Add script to interpolate existing ASCII to log-log rho-T grid.

+ (Optionally) interpolate using SciPy interp2d.
+ Assert logarithmic grids if is_loglog is specified.
+ Verify number of rho-T points in header in old opacity file.
+ Add min/max rho-T as metadata to header in new opacity file.

Note: this script assumes old ASCII file is in Zhu et al (2021)
grey opacity format, which has a Rosseland and Planck column.

singularity-opac/photons/example_ascii/preproc_ascii_opac.py

@@ -0,0 +1,71 @@
+#--------------------------------------------------------------------------------------------------#
+# Regrid (interpolate) Rosseland and Planck opacity data to a log-log rho-T grid.
+#--------------------------------------------------------------------------------------------------#
+import numpy as np
+from scipy.interpolate import interp2d
+import argparse
+
+#-- parse command line arguments
+parser = argparse.ArgumentParser(description="Re-grid opacity data to be log-log in density-temperature.")
+parser.add_argument("fname", type=str, help="Opacity file to re-grid.")
+parser.add_argument("--is_loglog", action="store_true", help="Avoid regridding if already log-log.")
+parser.add_argument("--fname_new", type=str, default="kappa_new.txt", help="File name for new file created.")
+args = parser.parse_args()
+
+NRho = -1
+NT = -1
+with open(args.fname, "r") as ff:
+    svec = ff.readline().split(" ")
+    NRho = int(svec[2])
+    NT = int(svec[4])
+
+print("NRho = ", NRho)
+print("NT = ", NT)
+
+opac = np.loadtxt(args.fname, skiprows=1)
+
+print("opac.shape = ", opac.shape)
+assert np.size(opac, 0) == NT * NRho, "np.size(opac, 0) != NT * NRho"
+
+#-- density, temperature grids
+Rho = np.unique(opac[:,0])
+T = np.unique(opac[:,1])
+
+assert np.size(Rho) == NRho, "np.size(Rho) != Rho"
+assert np.size(T) == NT, "np.size(T) != NT"
+
+r = np.logspace(np.log10(Rho[0]), np.log10(Rho[NRho - 1]), NRho)
+tt = np.logspace(np.log10(T[0]), np.log10(T[NT - 1]), NT)
+
+if (args.is_loglog):
+    assert np.max(abs(r - Rho) / Rho) < 1e-6, "np.max(abs(r - Rho) / Rho) >= 1e-6"

◆ **Written task 1**
What are all the command-line arguments that the regridding script text defines?
◆ **Written task 2**
In the regridding script text:
(a) What format is the old ASCII file assumed to be in?
(b) What is the default file name for the new file created?
(c) What threshold must the maximum relative difference between r and Rho stay below when --is_loglog is given?
The records that come next are separate material and have no connection to the regridding script text.

◆ **Given entries**
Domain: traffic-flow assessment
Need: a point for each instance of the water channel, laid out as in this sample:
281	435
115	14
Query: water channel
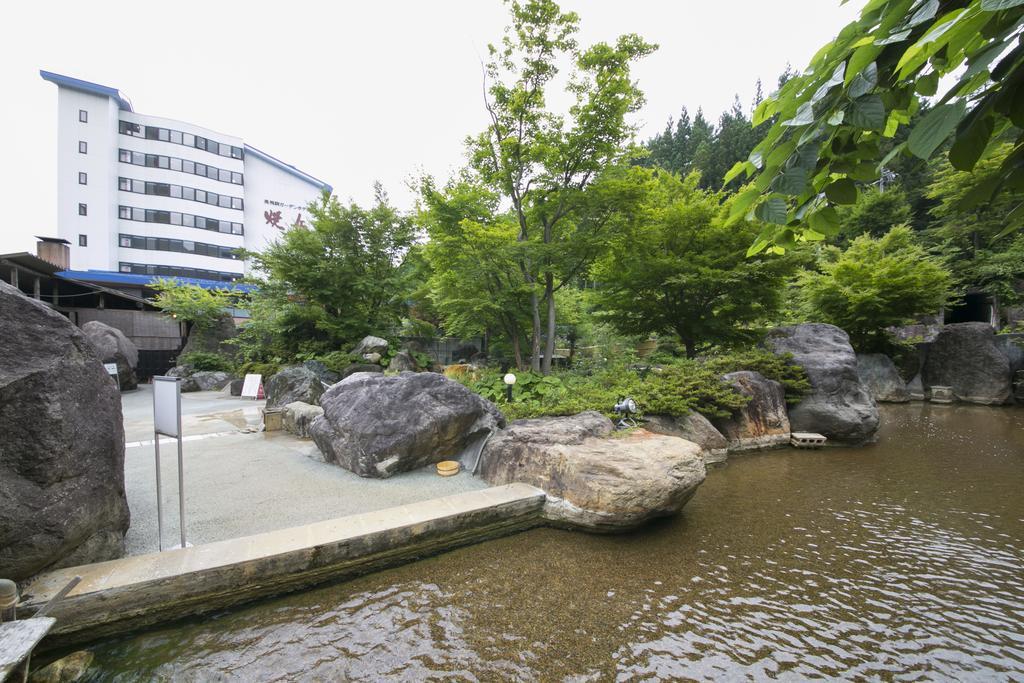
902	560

---

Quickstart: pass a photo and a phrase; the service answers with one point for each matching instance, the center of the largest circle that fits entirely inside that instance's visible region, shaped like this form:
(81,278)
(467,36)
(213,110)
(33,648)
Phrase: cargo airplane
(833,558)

◆ **Output 1**
fname, --is_loglog, --fname_new

◆ **Output 2**
(a) Zhu et al (2021) grey opacity format, which has a Rosseland and Planck column.
(b) kappa_new.txt
(c) 1e-6